▼
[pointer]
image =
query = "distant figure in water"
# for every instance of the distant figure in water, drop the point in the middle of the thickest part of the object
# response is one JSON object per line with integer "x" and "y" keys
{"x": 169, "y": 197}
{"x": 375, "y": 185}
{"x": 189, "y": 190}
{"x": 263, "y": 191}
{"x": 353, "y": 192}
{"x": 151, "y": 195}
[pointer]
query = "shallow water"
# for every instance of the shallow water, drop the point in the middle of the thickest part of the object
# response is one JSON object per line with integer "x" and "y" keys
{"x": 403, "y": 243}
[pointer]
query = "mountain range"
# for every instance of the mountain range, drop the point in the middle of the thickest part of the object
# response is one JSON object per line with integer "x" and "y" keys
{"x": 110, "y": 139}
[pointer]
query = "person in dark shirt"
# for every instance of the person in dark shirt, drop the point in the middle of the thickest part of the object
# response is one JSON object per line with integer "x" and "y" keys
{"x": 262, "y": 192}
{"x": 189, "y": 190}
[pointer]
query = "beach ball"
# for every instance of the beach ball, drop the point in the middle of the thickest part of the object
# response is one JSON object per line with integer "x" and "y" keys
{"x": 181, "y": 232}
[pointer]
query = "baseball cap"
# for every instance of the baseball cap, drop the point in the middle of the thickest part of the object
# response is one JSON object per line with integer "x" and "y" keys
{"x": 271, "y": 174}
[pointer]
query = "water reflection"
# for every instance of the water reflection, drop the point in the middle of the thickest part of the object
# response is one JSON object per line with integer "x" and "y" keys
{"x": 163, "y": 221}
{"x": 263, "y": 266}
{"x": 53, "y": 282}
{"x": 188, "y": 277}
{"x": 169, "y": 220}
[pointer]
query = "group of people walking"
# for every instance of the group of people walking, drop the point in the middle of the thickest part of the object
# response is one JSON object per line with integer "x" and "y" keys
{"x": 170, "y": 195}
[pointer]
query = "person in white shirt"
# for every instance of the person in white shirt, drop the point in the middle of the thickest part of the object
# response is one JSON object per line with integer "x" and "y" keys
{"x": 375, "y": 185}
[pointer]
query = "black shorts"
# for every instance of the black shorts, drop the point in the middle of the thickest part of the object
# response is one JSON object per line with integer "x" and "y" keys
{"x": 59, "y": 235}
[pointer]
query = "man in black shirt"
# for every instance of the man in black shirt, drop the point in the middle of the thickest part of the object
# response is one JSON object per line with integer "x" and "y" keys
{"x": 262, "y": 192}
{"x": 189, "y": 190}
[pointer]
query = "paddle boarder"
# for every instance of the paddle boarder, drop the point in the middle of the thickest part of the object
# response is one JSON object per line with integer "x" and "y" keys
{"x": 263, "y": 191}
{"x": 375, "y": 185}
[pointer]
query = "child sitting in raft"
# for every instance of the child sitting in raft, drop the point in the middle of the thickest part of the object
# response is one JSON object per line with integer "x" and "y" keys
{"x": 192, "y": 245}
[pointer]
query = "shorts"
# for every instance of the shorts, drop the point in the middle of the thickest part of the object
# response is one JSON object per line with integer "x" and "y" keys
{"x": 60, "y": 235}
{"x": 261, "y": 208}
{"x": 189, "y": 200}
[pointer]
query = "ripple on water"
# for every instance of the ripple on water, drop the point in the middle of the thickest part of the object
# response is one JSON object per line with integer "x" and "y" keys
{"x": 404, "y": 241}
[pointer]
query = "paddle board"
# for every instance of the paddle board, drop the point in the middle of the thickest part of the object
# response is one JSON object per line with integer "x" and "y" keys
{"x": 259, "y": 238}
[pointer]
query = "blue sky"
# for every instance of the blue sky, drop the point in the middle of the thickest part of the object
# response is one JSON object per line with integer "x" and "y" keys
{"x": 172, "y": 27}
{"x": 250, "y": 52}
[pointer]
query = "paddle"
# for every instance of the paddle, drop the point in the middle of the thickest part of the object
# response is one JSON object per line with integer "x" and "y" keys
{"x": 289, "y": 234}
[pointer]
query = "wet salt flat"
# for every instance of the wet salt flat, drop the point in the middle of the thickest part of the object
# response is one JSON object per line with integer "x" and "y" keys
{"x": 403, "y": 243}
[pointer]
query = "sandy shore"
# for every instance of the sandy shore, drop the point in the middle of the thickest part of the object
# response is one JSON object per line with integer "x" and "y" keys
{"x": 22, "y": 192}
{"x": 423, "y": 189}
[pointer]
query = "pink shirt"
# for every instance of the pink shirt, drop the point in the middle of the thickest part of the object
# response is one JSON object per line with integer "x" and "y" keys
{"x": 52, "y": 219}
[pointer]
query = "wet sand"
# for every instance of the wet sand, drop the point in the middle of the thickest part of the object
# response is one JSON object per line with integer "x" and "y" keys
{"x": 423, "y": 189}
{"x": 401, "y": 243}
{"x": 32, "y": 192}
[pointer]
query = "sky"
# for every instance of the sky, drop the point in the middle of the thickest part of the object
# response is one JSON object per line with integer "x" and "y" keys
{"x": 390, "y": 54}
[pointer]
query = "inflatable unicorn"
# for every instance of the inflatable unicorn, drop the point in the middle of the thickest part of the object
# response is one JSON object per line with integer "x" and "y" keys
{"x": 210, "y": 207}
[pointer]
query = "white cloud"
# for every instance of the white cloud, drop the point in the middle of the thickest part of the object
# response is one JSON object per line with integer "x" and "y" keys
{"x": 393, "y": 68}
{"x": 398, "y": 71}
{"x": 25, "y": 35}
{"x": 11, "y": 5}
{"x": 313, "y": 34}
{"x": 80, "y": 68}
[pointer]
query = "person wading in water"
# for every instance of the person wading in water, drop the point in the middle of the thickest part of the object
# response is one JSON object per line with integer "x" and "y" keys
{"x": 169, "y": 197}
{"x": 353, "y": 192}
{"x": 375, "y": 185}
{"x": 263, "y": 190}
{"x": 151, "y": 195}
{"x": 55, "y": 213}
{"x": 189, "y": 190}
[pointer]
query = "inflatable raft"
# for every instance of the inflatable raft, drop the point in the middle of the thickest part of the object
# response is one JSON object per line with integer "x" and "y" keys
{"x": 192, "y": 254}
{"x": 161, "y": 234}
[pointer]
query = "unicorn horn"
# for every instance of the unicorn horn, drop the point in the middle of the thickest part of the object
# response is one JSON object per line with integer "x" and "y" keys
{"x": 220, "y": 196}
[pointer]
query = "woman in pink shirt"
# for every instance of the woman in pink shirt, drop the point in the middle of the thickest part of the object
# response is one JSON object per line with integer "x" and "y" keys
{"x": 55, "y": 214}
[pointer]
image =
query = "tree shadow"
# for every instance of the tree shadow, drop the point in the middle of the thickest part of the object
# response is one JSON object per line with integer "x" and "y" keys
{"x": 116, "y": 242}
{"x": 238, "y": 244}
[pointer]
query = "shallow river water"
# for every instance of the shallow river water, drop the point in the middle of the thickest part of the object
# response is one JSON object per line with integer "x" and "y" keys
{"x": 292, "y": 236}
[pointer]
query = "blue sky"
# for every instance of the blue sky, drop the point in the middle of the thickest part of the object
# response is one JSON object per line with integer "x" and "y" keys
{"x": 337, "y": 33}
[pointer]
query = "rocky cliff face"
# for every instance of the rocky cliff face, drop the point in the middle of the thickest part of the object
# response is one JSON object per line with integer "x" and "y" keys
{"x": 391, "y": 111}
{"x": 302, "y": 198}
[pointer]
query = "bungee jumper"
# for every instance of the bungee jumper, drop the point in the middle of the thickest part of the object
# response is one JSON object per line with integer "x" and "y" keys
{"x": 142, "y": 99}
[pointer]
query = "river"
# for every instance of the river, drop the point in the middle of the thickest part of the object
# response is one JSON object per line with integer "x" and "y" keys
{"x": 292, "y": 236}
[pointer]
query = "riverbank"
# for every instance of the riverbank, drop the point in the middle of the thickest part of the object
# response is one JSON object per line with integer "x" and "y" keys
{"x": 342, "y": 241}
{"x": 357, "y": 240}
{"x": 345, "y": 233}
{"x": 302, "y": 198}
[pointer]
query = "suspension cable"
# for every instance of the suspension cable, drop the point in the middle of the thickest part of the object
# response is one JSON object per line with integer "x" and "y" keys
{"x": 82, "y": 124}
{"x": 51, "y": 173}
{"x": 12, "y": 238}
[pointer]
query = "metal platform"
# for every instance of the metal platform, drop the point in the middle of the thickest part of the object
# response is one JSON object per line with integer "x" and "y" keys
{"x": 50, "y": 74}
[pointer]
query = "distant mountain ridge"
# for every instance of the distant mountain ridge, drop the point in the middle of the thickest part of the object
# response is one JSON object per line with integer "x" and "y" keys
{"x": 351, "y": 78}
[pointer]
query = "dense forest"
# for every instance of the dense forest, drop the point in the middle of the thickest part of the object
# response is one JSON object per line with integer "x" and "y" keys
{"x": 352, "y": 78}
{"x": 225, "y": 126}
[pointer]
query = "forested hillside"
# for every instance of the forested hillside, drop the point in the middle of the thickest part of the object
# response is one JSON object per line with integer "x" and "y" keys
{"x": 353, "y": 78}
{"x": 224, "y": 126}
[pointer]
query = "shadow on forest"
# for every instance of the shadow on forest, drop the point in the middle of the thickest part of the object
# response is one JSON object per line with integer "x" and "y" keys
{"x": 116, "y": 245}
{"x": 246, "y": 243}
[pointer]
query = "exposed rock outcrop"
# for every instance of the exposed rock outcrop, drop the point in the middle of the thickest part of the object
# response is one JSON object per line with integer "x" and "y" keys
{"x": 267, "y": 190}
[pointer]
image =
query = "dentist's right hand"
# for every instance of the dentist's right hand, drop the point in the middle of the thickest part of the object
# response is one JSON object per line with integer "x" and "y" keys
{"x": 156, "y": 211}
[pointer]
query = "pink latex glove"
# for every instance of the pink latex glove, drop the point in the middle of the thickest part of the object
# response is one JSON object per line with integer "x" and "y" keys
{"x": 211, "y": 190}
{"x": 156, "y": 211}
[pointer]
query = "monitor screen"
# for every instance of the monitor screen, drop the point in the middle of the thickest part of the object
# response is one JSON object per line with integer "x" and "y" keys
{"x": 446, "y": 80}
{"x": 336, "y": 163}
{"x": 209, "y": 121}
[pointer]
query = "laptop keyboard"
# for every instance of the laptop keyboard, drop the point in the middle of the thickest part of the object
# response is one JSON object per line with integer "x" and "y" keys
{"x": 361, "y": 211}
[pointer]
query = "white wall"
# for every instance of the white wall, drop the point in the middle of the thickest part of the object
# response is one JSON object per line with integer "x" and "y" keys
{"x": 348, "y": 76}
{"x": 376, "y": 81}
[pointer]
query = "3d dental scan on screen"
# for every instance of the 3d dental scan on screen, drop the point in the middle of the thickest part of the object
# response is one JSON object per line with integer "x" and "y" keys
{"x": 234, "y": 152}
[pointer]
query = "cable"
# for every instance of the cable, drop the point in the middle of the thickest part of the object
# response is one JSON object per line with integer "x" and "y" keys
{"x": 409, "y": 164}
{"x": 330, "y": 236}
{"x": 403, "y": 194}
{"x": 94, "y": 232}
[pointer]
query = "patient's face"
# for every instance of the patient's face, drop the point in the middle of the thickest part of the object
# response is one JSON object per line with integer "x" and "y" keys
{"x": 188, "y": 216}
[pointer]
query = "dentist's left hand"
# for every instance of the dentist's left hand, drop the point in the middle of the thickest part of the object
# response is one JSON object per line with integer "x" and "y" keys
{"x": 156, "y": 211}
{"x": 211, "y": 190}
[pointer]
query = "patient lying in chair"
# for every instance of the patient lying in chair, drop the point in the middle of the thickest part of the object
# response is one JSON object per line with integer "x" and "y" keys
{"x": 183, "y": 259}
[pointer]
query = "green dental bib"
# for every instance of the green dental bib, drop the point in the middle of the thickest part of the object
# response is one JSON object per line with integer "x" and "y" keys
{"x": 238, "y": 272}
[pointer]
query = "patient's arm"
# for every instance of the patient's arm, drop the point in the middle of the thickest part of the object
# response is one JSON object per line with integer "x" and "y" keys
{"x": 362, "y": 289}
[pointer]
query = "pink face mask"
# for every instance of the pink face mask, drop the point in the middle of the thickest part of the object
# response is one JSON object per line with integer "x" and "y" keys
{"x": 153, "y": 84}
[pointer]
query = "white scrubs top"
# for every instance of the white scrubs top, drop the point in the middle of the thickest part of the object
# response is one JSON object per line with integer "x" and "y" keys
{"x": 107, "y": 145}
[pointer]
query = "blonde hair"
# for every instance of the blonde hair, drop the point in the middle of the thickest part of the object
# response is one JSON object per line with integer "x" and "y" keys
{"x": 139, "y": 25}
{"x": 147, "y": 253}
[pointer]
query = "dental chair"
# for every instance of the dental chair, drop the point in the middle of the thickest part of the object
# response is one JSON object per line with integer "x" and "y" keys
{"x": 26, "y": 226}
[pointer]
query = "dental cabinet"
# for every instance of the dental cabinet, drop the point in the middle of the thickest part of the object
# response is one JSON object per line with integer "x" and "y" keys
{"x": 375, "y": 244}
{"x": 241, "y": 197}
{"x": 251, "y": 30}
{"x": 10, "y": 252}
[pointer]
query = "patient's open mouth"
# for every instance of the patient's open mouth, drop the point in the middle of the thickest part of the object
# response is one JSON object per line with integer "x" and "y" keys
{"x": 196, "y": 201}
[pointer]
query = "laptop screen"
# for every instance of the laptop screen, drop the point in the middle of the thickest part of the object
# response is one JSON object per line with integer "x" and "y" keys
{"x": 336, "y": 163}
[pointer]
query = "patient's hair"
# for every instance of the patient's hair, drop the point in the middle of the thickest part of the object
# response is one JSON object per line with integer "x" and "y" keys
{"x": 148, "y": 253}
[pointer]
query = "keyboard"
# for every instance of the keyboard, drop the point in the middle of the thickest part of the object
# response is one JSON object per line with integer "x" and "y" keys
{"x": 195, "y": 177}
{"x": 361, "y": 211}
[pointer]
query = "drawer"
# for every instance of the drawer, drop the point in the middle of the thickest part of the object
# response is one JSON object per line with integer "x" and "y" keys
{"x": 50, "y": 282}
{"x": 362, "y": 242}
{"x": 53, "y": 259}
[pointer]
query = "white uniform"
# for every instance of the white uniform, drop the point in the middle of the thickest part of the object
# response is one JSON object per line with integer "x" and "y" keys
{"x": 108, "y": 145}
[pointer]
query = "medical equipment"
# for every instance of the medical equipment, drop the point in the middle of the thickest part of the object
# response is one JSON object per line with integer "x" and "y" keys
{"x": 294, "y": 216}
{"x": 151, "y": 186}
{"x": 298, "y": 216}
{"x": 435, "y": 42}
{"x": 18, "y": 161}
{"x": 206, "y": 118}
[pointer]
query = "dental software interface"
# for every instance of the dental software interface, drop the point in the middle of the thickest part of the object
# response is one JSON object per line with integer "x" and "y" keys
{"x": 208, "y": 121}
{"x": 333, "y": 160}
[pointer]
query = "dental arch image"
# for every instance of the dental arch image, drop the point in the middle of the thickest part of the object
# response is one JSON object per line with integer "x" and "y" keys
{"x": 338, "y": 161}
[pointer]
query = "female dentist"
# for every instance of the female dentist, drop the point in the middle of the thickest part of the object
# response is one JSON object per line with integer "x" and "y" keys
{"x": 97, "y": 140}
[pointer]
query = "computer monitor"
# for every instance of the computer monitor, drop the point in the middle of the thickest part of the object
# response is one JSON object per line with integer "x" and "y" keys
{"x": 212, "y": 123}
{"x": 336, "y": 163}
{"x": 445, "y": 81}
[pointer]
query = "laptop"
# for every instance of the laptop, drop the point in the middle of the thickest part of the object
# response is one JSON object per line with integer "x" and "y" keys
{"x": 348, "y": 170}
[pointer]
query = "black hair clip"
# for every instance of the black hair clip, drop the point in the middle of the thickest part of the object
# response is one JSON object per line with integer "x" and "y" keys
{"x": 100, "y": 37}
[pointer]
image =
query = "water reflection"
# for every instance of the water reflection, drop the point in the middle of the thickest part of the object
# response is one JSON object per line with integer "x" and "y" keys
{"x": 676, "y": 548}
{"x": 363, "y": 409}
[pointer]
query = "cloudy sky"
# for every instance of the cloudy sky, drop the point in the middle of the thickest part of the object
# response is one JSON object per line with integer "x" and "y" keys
▲
List every line in the entries above that contains the string "shorts".

query = "black shorts"
# for every instance of the black shorts, drop the point in the middle of the thickest part of the object
query = "shorts"
# for every instance of the shorts, drop the point in the middle of the thickest part of the object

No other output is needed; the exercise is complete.